In the absence of proper infrastructure for the vendors and a designated space for the vendors to carry out their businesses especially in Kohima town, these local women are compelled to sell their products in the street, lane, footpath and pavement.
In an interaction with some Naga women vendors along the streets of Razhü Point and Phoolbari, it was learned that these women are carrying out their businesses under constant fear and insecurity of being evicted anytime. Public authorities often regard them a ‘nuisance and as encroachers’ of sidewalks and pavements.
Under the given circumstances, these women are forced to carry out their businesses in the most unhealthy and unhygienic places near open drainage and sewage exposing and making them vulnerable to all kinds of diseases.
With no sheds over their heads, these women are exposed to the sun and rain just to earn some few hundreds to make up the capital incurred in buying the vegetables from other wholesale dealers.

* [Work item] Print the whole passage on women street vendors in Kohima word for word. The lines that come next are separate material, unrelated to the passage on women street vendors in Kohima.

* [Given data]

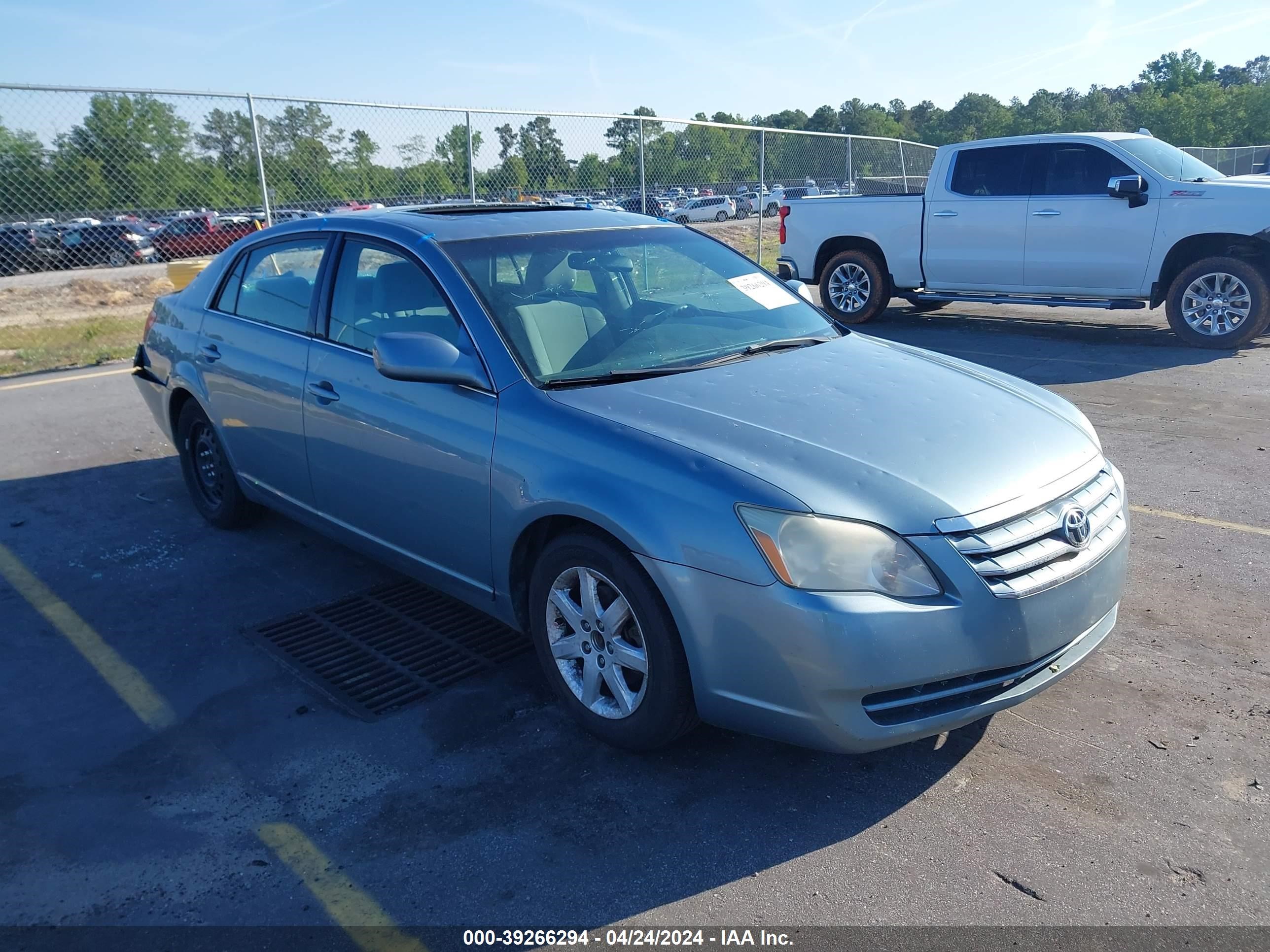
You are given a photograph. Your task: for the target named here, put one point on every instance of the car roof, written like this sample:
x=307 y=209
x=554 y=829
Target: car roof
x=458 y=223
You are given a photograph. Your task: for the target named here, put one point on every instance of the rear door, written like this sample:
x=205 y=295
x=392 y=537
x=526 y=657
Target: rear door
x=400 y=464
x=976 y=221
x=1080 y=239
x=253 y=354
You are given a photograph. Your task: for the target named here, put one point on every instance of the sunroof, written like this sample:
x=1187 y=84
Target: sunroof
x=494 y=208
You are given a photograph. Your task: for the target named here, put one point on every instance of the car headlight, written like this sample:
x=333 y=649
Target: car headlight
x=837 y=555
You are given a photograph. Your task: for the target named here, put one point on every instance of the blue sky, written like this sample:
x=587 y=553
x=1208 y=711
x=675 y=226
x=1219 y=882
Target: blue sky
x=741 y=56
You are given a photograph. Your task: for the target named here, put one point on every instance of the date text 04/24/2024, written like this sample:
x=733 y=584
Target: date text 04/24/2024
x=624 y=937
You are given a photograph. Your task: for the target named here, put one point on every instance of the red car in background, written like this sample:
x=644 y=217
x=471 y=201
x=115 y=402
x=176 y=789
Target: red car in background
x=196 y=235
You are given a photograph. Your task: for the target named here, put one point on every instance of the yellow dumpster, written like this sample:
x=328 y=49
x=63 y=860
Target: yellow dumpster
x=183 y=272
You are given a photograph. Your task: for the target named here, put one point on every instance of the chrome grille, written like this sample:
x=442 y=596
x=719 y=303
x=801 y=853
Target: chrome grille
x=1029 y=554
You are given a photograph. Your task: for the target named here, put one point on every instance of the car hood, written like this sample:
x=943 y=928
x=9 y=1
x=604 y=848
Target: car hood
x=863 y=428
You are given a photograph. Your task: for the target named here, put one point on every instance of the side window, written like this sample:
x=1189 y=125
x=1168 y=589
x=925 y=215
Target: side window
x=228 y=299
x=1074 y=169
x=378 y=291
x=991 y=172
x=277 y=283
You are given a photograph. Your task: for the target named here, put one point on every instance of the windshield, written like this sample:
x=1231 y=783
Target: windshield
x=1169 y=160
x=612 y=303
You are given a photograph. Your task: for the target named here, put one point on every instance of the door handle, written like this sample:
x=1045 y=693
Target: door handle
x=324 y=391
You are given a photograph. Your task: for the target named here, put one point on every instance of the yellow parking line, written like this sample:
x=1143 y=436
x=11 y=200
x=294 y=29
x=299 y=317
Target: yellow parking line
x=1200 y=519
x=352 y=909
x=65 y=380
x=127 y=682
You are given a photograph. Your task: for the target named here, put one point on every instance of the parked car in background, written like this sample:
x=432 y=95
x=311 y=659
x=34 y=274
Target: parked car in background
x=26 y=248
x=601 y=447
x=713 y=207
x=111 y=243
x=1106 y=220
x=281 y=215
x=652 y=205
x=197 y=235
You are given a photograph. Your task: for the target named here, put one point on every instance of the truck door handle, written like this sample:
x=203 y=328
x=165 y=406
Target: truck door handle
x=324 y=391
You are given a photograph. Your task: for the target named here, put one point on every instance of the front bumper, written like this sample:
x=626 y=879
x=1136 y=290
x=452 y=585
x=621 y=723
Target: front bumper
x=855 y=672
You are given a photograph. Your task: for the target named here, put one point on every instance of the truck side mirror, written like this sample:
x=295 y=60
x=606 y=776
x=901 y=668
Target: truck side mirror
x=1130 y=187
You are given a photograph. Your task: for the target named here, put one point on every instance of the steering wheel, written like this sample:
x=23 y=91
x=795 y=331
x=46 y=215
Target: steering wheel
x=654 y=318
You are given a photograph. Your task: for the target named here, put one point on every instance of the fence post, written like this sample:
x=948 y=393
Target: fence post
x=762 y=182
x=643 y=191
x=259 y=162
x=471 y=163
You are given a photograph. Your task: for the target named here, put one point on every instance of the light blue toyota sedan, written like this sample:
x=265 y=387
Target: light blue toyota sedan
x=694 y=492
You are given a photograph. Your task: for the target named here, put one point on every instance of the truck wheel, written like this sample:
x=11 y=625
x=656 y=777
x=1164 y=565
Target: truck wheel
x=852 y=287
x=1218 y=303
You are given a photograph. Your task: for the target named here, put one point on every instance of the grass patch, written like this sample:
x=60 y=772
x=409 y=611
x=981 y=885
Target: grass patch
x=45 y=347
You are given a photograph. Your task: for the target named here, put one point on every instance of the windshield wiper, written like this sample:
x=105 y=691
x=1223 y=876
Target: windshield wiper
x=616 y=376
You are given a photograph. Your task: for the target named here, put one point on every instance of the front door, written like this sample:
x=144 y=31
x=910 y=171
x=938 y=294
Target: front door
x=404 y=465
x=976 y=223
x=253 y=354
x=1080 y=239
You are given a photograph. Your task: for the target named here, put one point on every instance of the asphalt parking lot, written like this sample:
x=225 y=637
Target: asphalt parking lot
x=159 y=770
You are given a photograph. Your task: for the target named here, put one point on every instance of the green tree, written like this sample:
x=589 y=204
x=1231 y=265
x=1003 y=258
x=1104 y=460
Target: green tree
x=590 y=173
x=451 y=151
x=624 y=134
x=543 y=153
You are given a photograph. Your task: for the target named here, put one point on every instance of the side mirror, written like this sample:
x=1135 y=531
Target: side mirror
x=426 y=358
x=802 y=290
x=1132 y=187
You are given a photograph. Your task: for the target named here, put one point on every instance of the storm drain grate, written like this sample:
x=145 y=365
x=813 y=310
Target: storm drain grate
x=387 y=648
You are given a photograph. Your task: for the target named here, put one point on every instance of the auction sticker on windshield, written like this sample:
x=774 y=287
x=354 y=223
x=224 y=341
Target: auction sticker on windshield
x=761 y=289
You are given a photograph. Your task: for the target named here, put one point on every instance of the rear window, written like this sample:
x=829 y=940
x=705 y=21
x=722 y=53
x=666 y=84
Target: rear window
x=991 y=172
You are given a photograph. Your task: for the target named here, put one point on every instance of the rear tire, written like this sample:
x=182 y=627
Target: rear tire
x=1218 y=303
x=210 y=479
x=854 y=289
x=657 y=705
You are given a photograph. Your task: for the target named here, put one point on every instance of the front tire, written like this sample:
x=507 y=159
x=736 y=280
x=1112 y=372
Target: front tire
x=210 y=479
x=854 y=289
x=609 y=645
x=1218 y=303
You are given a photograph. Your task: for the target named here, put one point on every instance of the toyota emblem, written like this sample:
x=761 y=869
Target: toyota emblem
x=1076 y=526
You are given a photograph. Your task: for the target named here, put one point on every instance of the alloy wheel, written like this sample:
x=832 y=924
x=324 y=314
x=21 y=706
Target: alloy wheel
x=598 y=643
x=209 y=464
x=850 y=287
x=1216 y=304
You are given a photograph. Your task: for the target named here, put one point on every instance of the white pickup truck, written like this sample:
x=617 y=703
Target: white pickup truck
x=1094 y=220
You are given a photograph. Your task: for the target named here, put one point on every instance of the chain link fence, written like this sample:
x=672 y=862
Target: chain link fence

* [Task solution]
In the absence of proper infrastructure for the vendors and a designated space for the vendors to carry out their businesses especially in Kohima town, these local women are compelled to sell their products in the street, lane, footpath and pavement.
In an interaction with some Naga women vendors along the streets of Razhü Point and Phoolbari, it was learned that these women are carrying out their businesses under constant fear and insecurity of being evicted anytime. Public authorities often regard them a ‘nuisance and as encroachers’ of sidewalks and pavements.
Under the given circumstances, these women are forced to carry out their businesses in the most unhealthy and unhygienic places near open drainage and sewage exposing and making them vulnerable to all kinds of diseases.
With no sheds over their heads, these women are exposed to the sun and rain just to earn some few hundreds to make up the capital incurred in buying the vegetables from other wholesale dealers.